§ **Listed entries**:
-*-
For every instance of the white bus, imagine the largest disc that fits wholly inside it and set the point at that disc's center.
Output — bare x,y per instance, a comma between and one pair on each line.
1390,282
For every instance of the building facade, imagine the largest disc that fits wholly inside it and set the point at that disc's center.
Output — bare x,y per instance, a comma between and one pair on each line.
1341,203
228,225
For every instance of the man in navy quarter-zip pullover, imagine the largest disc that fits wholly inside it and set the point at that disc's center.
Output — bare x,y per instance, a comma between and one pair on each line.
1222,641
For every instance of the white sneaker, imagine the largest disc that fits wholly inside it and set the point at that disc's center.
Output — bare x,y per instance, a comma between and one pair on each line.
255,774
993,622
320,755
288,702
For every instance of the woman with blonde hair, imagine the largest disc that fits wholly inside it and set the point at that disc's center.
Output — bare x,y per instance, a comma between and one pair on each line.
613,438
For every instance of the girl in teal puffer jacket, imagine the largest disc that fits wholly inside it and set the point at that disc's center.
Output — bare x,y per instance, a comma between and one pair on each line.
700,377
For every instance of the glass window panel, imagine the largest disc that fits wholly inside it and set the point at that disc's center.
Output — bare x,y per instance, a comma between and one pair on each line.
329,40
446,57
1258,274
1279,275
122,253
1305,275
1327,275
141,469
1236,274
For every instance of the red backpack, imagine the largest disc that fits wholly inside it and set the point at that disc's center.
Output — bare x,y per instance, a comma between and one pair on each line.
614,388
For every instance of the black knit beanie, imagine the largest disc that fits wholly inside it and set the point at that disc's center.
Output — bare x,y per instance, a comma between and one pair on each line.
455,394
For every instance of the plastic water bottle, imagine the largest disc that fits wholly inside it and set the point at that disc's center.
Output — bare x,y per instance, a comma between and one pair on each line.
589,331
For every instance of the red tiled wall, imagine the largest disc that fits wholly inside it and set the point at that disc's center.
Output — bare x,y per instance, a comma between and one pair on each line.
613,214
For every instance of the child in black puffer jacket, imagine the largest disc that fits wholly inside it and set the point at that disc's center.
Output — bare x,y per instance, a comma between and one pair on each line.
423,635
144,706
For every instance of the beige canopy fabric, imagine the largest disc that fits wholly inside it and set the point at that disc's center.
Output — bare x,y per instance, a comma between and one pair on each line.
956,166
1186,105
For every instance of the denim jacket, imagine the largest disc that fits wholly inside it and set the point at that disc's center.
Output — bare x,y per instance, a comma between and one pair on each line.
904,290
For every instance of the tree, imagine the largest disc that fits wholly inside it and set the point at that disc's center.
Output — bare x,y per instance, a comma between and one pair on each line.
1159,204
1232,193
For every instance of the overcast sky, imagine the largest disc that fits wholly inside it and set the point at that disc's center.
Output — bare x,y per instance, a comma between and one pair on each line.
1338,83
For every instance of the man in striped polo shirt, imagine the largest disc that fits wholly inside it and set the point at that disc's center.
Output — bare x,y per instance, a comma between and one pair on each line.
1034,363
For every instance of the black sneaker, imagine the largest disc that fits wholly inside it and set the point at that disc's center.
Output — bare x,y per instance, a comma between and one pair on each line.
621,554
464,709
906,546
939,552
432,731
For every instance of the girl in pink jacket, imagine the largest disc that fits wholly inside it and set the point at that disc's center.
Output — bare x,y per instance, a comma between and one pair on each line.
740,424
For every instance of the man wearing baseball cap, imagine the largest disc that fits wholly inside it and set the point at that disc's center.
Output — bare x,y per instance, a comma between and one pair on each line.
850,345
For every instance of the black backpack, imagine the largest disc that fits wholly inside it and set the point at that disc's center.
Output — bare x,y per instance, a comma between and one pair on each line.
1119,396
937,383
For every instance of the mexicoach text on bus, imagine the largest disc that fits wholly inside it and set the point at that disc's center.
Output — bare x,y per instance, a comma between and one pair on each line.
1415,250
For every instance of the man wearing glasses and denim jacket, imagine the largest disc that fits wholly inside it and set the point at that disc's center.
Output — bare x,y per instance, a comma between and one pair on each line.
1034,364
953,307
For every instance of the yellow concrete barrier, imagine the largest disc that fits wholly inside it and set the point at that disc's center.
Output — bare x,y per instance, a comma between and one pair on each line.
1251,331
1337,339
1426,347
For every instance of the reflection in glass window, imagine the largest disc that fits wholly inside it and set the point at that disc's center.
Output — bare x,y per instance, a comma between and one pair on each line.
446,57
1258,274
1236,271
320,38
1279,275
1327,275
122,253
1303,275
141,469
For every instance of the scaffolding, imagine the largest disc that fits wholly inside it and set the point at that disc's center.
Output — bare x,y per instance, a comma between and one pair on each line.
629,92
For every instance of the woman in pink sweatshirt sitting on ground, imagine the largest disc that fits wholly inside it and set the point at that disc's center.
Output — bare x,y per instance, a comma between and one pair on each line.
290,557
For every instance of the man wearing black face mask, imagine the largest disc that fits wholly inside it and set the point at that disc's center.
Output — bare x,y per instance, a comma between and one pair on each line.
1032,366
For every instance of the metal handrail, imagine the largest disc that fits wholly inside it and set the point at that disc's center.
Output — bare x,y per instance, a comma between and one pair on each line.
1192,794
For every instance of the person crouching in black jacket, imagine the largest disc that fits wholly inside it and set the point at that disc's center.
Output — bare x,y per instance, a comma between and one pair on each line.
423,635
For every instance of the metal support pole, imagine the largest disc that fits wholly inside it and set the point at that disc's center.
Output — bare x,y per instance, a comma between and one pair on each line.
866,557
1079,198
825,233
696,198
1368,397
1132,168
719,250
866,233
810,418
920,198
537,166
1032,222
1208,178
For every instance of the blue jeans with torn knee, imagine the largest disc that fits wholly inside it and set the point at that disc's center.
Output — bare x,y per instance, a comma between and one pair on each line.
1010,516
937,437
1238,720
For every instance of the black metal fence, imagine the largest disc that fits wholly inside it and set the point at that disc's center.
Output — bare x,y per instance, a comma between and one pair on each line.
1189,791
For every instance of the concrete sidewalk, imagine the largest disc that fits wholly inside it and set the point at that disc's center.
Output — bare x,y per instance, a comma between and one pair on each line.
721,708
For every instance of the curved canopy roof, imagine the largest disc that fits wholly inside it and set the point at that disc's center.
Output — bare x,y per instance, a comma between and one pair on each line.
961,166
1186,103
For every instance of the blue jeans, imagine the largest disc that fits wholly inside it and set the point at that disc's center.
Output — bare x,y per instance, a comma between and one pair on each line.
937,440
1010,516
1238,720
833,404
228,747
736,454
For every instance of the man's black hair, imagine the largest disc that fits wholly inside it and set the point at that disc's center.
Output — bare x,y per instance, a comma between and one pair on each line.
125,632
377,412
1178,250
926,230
-*-
§ **Task prompt**: Copy word for word the data from the line that contains "For every instance of the curved" through the last line of the data, including both of those lines.

§ **Answer to the task**:
For every instance of the curved canopy roof, imagine the largest disc that fits wholly inside it and set the point at that disc's center.
Output — bare x,y per instance, a comma between and one pair on each line.
961,166
1186,103
For every instance of the blue jeans, imagine the largest disc that fits wholly inside it and set the point at that disc's center.
Output — bare x,y per instance, a comma between and one pair on each line.
937,440
1010,516
1238,720
833,404
228,747
736,454
For every instance of the man's black hair, imagine the largest disc that fits wholly inside it and set the point at that disc's center.
Output — bare x,y per instance, a comma between and one pair on each line.
125,632
377,412
1178,250
926,230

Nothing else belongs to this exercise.